Work instructions: Make an exact copy of the entries below, with all images left out.

Records shown:

↓

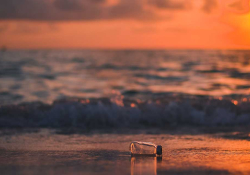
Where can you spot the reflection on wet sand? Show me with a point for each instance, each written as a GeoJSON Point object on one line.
{"type": "Point", "coordinates": [144, 165]}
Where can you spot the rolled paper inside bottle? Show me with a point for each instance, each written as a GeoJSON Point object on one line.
{"type": "Point", "coordinates": [159, 150]}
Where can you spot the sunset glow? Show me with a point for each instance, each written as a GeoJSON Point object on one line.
{"type": "Point", "coordinates": [120, 24]}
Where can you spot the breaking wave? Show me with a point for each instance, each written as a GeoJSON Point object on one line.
{"type": "Point", "coordinates": [105, 113]}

↑

Output of the exercise:
Where can you spot the reflection on wet sand? Show me with a point for each instance, each written as a GeoJSON Point object on one line.
{"type": "Point", "coordinates": [144, 165]}
Where can you spot the rolled paper inside bottle? Show me with a point for each instance, each written as a GeoJSON Point object on one line.
{"type": "Point", "coordinates": [159, 150]}
Where can you spot the sunset glow? Show me with a point for each instance, each written as a GeoJSON Point object on one line.
{"type": "Point", "coordinates": [120, 24]}
Where can you spot the breaking wave? Show me with a point for each instance, each written as a GeoJSON Point object on one line.
{"type": "Point", "coordinates": [105, 113]}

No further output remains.